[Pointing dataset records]
## Start
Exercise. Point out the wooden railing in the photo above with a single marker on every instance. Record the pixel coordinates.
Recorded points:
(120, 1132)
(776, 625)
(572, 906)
## End
Written instruction:
Write out every line of the records above without any change.

Written solution:
Exercise. Point out the wooden railing in the photo above with a single marker on every instance. Record the pixel coordinates.
Recorded points:
(120, 1132)
(776, 625)
(572, 906)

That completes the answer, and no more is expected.